EXERCISE OBJECTIVE
Images within the entries are to be omitted; the remainder must be reproduced exactly.

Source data
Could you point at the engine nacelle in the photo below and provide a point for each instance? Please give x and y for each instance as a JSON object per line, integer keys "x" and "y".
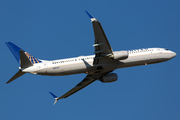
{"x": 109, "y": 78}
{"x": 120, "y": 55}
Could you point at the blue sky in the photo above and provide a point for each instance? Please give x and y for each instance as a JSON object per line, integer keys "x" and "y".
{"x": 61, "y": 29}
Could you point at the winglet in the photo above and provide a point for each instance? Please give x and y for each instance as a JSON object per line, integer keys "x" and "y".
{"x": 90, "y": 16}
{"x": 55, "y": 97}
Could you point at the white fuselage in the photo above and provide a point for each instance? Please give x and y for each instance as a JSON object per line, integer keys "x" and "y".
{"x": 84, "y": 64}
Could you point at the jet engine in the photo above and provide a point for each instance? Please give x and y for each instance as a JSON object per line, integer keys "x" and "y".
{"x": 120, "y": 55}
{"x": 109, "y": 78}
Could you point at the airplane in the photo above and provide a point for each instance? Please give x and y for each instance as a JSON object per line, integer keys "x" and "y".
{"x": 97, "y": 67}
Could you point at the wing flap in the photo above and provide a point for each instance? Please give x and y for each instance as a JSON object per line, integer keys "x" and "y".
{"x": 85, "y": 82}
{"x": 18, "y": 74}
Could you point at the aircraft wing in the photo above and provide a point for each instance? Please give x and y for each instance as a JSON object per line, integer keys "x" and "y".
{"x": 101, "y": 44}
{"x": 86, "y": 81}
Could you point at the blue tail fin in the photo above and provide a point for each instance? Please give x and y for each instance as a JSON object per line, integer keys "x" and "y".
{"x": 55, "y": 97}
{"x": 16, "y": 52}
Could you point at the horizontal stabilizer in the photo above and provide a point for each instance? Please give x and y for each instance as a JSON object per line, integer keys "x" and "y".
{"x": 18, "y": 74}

OUTPUT OF THE EXERCISE
Could you point at the engine nacelle in the photo below and provide a point for each instance? Please give x and y for each instance as a JSON object per line, integer keys "x" and "y".
{"x": 109, "y": 78}
{"x": 120, "y": 55}
Could you point at the blue sky in the photo above and provide a point for each instance? Please give x and y for each instance as a JSON object per line, integer keys "x" and "y".
{"x": 61, "y": 29}
Could you point at the winglet in the photo above and provide a point for each instance? Please give x and y for each instance as a JSON object per line, integer keys "x" and "y".
{"x": 90, "y": 16}
{"x": 55, "y": 97}
Could you point at the white fuselage in the photo above and provide a point for each instance? Please give x and y for each instance as a JSON object per line, integer keys "x" and "y".
{"x": 84, "y": 64}
Could you point at the jet engine in the photo above and provide a point for each instance? Please give x and y for each instance as a JSON object per line, integer keys "x" and "y".
{"x": 120, "y": 55}
{"x": 109, "y": 78}
Could you point at the airplane in the photo above and provide a point for each instance? Please give x and y for each instance as a JSON object per line, integer keys "x" and "y".
{"x": 97, "y": 67}
Could you point at the wing flap in the photo above and provide a point for each instance? Please give x and y for each instance as a JSON object per line, integer keys "x" and "y".
{"x": 85, "y": 82}
{"x": 18, "y": 74}
Could you point at the aircraft wing in the photo above and provide a point for each instance? Please give x and y for each instance as a JSON object per line, integer keys "x" and "y".
{"x": 101, "y": 44}
{"x": 86, "y": 81}
Could you point at the blue tail fin in the photo above and provide a point for each instance? Please give x and y for each instance as a JSON object per line, integer keys "x" and "y".
{"x": 55, "y": 97}
{"x": 16, "y": 52}
Could you point at the horizontal stabilizer in the photo above and provide a point for each instance? Please give x and y for each instance as a JSON object per line, integer keys "x" and "y".
{"x": 18, "y": 74}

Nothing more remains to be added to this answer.